>> begin Supplied records
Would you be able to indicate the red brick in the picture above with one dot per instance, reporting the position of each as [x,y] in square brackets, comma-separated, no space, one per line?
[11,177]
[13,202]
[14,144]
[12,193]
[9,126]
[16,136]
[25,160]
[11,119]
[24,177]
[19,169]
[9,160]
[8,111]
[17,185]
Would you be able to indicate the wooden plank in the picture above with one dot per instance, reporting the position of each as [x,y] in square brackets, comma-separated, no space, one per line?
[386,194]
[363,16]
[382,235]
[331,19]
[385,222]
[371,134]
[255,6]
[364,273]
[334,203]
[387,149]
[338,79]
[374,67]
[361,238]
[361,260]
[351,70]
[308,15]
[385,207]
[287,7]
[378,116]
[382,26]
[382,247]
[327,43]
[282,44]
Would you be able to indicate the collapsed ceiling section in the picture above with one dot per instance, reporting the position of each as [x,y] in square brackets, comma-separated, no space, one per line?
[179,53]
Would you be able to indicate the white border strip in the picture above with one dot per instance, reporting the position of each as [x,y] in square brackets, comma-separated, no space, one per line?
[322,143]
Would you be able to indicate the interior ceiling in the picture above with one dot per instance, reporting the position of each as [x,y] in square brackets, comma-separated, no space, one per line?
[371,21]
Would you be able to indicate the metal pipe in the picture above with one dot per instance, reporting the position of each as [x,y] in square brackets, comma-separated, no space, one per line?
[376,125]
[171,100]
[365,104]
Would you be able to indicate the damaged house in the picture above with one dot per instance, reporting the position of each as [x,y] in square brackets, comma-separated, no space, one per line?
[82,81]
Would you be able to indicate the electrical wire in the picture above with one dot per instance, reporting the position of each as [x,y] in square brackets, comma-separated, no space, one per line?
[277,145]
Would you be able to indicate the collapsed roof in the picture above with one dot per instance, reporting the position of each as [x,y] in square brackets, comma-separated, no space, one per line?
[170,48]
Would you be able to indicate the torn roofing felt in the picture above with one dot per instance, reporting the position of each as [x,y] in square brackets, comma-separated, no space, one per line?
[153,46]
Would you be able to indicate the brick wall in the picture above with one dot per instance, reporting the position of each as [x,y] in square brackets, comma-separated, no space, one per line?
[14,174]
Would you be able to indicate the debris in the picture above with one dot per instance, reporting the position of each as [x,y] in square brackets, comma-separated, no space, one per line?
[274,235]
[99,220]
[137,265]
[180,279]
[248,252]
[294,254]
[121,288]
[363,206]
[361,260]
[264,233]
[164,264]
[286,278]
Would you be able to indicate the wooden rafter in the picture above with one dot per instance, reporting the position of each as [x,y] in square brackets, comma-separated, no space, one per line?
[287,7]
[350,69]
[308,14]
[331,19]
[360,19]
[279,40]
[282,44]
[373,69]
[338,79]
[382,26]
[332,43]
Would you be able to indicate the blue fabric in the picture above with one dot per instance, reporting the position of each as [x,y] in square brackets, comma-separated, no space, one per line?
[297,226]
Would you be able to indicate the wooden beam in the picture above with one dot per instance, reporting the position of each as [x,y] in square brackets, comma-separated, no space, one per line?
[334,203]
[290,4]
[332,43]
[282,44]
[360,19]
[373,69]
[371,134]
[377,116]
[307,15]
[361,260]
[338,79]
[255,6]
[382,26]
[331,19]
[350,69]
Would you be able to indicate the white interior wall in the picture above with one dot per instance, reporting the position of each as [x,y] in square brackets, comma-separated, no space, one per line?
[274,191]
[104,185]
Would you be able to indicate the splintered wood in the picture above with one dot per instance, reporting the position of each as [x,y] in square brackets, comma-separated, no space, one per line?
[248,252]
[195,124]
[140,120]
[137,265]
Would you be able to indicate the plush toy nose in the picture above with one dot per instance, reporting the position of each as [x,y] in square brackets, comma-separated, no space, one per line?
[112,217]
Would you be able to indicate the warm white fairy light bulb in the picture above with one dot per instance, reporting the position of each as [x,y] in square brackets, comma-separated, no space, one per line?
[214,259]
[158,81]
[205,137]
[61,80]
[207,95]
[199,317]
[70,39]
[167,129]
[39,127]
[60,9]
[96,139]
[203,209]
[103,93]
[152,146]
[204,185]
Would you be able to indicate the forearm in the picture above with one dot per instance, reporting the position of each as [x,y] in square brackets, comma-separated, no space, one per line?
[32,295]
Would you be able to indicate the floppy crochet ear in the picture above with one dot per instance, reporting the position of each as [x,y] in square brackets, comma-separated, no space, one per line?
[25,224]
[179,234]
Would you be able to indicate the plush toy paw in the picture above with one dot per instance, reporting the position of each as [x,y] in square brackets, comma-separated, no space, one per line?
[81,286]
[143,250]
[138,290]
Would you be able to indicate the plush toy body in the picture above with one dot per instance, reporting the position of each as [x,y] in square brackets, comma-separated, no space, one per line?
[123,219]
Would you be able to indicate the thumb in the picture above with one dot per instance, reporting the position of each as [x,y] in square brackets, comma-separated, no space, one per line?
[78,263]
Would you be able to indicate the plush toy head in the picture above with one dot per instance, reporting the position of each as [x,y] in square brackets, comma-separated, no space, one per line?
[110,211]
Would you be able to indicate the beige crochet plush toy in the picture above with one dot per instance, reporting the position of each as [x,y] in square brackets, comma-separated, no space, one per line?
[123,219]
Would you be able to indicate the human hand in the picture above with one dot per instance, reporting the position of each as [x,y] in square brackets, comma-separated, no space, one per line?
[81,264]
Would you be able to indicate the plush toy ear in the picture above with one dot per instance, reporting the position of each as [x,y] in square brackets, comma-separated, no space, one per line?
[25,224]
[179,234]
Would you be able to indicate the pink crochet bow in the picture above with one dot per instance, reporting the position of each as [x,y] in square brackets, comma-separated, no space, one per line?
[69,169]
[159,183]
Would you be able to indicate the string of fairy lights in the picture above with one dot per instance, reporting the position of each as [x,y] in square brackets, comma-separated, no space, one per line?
>> end Supplied records
Exercise brief:
Only the lines from the one containing "Would you be able to indicate the thumb" to the end of the records should be repeated, exactly as they appear.

Full response:
Would you be able to indicate the thumb in the picture above with one dot per instance, reporting the position of each as [x,y] in square brackets, comma-separated, no space, one per line?
[78,263]
Would you be able to indicate the plush toy head in the picture above with one dot per instance, reporting the position of each as [x,y] in square brackets, comma-separated, no space, one per line?
[110,211]
Would you be able to indicate the beige crochet plush toy in the picture above with one dot per instance, reporting the position of each as [x,y] in square brackets, comma-separated, no space, one per line?
[123,219]
Would you be able to indicate the human hand in the picture above with one dot per instance, reporting the position of each as [x,y] in square brackets, comma-separated, no space, one per line?
[81,264]
Would you be able to indicate the plush toy ear in the picture above with one dot per instance, reporting the position of each as [x,y] in square brackets, comma-separated, no space, one per line?
[25,224]
[179,234]
Would you be able to indicate the pink crochet bow in the picture above with one dot per instance, reporting the position of each as [x,y] in square brackets, comma-separated, no space, one per line?
[69,169]
[159,183]
Would you be able to indicate the string of fairy lights in the picture above with one dot per instance, reporting the position of each as [x,y] in square brackets, comma-separated, no space, one per line?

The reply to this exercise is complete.